* _Extract provided_
————

UPDATE: Kodi Pinks emailed me back regarding my question about going through medical records to determine whether people were being diagnosed with autism but not registered. According to Kodi: “As to your question about whether the department is going into people’s medical records to determine reporting compliance; I can assure you that this is not being done.” So that’s good!
(Hello new friends! If it’s your first time joining me, I have been trying to repeal a North Dakota law mandating that providers register autistic clients with the government. Information on the law is available here. More information about these kinds of databases is available here, and my journey raging against these databases is here.)
First of all, I want to thank the people at the North Dakota Psychological Association. They didn’t immediately get back to me because there was an issue with the contact form on their website, so they had no idea I was reaching out. When I reached out by phone, they got back to me within hours and validated my ethical concerns. They also forwarded my concerns to all members of the NDPA, and I have spoken with other practicing psychologists. The people I spoke with asked me not to put their names in this post, so I am honoring that request. Here is what I have learned.
- The database was started after the parent of an autistic child became concerned that pesticides were causing higher autism rates in North Dakota compared to other states, and they wanted to determine whether this is true.
- No, autism is not caused by pesticides. No, North Dakota does not have a higher rate of autism than other states. Yes, this was tested and debunked.
- The data collected for the database has not been updated since 2017. So they are collecting this information and…sitting on it? Not sure how this is helpful for anyone.

————

Source records:
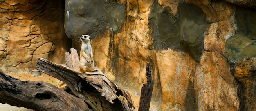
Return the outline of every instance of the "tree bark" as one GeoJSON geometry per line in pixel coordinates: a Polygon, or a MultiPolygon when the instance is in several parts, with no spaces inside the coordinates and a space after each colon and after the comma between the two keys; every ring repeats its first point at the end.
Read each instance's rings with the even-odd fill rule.
{"type": "Polygon", "coordinates": [[[65,83],[74,95],[46,82],[23,81],[0,71],[0,102],[36,111],[135,111],[129,93],[99,68],[87,73],[78,71],[77,52],[74,49],[71,52],[65,54],[70,68],[41,58],[36,67],[65,83]]]}
{"type": "Polygon", "coordinates": [[[118,87],[99,69],[88,74],[81,73],[40,58],[37,68],[65,83],[76,96],[95,111],[135,110],[130,98],[126,98],[127,103],[119,98],[120,95],[130,97],[129,94],[118,87]]]}
{"type": "Polygon", "coordinates": [[[91,111],[83,99],[51,84],[23,81],[0,71],[0,102],[36,111],[91,111]]]}
{"type": "Polygon", "coordinates": [[[147,62],[146,67],[146,76],[147,81],[146,84],[143,84],[141,95],[139,99],[139,111],[149,111],[150,103],[154,86],[154,81],[152,79],[150,64],[147,62]]]}

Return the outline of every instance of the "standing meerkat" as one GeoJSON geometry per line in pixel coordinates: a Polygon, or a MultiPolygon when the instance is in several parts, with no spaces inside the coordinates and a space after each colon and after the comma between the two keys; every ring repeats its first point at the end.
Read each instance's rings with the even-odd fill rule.
{"type": "Polygon", "coordinates": [[[80,38],[82,46],[80,50],[80,72],[88,73],[88,72],[98,70],[94,69],[93,55],[92,46],[90,44],[90,37],[88,35],[83,35],[80,38]]]}

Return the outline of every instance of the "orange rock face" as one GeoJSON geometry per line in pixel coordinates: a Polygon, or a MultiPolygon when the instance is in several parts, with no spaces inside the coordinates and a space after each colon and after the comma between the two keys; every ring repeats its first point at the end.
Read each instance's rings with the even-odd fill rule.
{"type": "Polygon", "coordinates": [[[65,62],[69,48],[61,0],[6,0],[0,4],[1,69],[35,68],[37,59],[65,62]]]}
{"type": "Polygon", "coordinates": [[[0,68],[33,68],[39,57],[64,62],[67,36],[74,47],[87,34],[96,67],[133,95],[150,63],[151,111],[256,108],[254,1],[64,2],[0,4],[0,68]]]}

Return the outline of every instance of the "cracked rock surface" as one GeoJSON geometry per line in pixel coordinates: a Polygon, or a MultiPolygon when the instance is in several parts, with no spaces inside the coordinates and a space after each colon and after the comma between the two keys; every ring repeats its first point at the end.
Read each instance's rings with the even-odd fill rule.
{"type": "Polygon", "coordinates": [[[0,2],[0,64],[18,72],[35,68],[39,57],[65,62],[68,39],[63,28],[61,0],[0,2]]]}
{"type": "Polygon", "coordinates": [[[254,0],[0,2],[2,69],[63,62],[87,34],[96,66],[134,95],[150,63],[151,111],[256,110],[254,0]]]}

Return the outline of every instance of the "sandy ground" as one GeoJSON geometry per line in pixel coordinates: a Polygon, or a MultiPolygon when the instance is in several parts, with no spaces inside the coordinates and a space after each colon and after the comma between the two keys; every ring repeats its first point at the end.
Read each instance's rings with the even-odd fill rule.
{"type": "MultiPolygon", "coordinates": [[[[55,86],[57,85],[57,83],[59,80],[56,78],[52,77],[46,74],[43,73],[41,75],[35,76],[31,74],[31,73],[22,72],[21,74],[18,74],[16,73],[7,73],[7,75],[11,76],[14,78],[16,78],[24,81],[39,81],[46,82],[53,84],[55,86]]],[[[131,94],[132,100],[133,102],[136,111],[138,111],[139,104],[139,102],[140,97],[137,95],[132,95],[131,94]]],[[[33,111],[34,110],[29,109],[25,108],[19,108],[16,106],[11,106],[9,104],[3,104],[0,103],[0,111],[33,111]]]]}

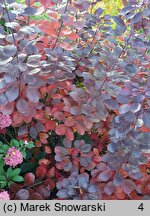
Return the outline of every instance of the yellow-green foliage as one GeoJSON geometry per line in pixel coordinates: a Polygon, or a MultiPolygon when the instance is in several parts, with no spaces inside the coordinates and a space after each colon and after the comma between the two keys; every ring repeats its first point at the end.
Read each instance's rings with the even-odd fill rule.
{"type": "Polygon", "coordinates": [[[122,0],[102,0],[92,8],[91,12],[94,13],[94,11],[99,7],[104,9],[104,14],[115,16],[118,15],[119,11],[123,8],[123,3],[122,0]]]}

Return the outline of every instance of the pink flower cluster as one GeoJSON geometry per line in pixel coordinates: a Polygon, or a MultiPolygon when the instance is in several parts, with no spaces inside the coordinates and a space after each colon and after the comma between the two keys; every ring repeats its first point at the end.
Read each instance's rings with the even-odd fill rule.
{"type": "Polygon", "coordinates": [[[12,124],[12,120],[9,115],[3,115],[0,113],[0,129],[9,127],[12,124]]]}
{"type": "Polygon", "coordinates": [[[10,197],[7,191],[0,192],[0,200],[10,200],[10,197]]]}
{"type": "Polygon", "coordinates": [[[15,167],[18,164],[22,163],[23,156],[16,147],[11,147],[8,149],[4,160],[6,165],[15,167]]]}

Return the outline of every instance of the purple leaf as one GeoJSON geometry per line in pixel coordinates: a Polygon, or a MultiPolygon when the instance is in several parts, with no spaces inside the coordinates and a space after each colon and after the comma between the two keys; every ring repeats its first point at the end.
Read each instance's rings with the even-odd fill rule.
{"type": "Polygon", "coordinates": [[[123,104],[119,107],[119,113],[120,114],[125,114],[130,110],[130,105],[129,104],[123,104]]]}
{"type": "Polygon", "coordinates": [[[38,136],[38,131],[35,127],[31,127],[29,130],[29,133],[30,133],[30,136],[34,139],[37,138],[38,136]]]}
{"type": "Polygon", "coordinates": [[[31,87],[27,88],[26,96],[33,103],[37,103],[40,99],[40,94],[37,91],[37,89],[31,88],[31,87]]]}
{"type": "Polygon", "coordinates": [[[98,181],[108,181],[111,177],[112,177],[112,171],[111,170],[106,170],[106,171],[101,172],[97,176],[97,180],[98,181]]]}
{"type": "Polygon", "coordinates": [[[106,194],[108,194],[108,195],[111,195],[111,194],[114,192],[114,189],[115,189],[114,184],[113,184],[113,182],[111,181],[111,182],[108,182],[108,183],[105,185],[105,187],[104,187],[104,192],[105,192],[106,194]]]}
{"type": "Polygon", "coordinates": [[[37,10],[34,7],[27,7],[24,9],[24,15],[32,16],[37,12],[37,10]]]}
{"type": "Polygon", "coordinates": [[[146,110],[143,114],[143,121],[146,127],[150,128],[150,109],[146,110]]]}
{"type": "Polygon", "coordinates": [[[6,91],[6,96],[9,102],[15,101],[19,95],[19,89],[15,89],[13,87],[10,87],[6,91]]]}
{"type": "Polygon", "coordinates": [[[136,112],[140,111],[141,106],[142,105],[140,103],[132,103],[130,105],[130,111],[133,112],[133,113],[136,113],[136,112]]]}
{"type": "Polygon", "coordinates": [[[122,184],[122,189],[126,194],[130,194],[133,190],[136,189],[136,185],[132,180],[125,179],[122,184]]]}
{"type": "Polygon", "coordinates": [[[5,96],[5,94],[0,93],[0,106],[5,105],[7,103],[8,103],[8,100],[7,100],[6,96],[5,96]]]}
{"type": "Polygon", "coordinates": [[[6,45],[3,49],[3,53],[7,57],[14,56],[17,52],[17,47],[15,45],[6,45]]]}
{"type": "Polygon", "coordinates": [[[121,173],[116,172],[114,175],[114,179],[113,179],[113,183],[114,185],[117,187],[119,185],[121,185],[123,182],[123,176],[121,173]]]}
{"type": "Polygon", "coordinates": [[[22,114],[25,114],[29,109],[29,106],[24,99],[19,99],[16,104],[16,107],[17,107],[17,110],[22,114]]]}
{"type": "Polygon", "coordinates": [[[85,145],[81,146],[80,150],[83,153],[88,153],[91,150],[91,145],[90,144],[85,144],[85,145]]]}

————

* _Set of tasks_
[1] Reproduce a passage from the post about North Dakota's autism registry law, beginning at the words "UPDATE: Kodi Pinks" and stopping after the words "So that’s good!".
[2] In the post about North Dakota's autism registry law, since what year has the data collected for the database not been updated?
You can set the records aside, since none of the work depends on them.

* _Results by task_
[1]
UPDATE: Kodi Pinks emailed me back regarding my question about going through medical records to determine whether people were being diagnosed with autism but not registered. According to Kodi: “As to your question about whether the department is going into people’s medical records to determine reporting compliance; I can assure you that this is not being done.” So that’s good!

[2] Since 2017.